Short task: Count the lines in the records below that contain the string "path", and reply with that number alone.

Records supplied:
>> Begin
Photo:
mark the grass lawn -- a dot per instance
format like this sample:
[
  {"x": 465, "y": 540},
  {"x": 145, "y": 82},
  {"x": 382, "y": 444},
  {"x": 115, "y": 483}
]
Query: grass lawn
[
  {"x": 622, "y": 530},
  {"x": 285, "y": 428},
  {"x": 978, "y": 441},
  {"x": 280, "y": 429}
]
>> End
>> Begin
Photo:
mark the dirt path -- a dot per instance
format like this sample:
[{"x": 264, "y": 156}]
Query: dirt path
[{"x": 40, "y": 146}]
>> End
Task solution: 2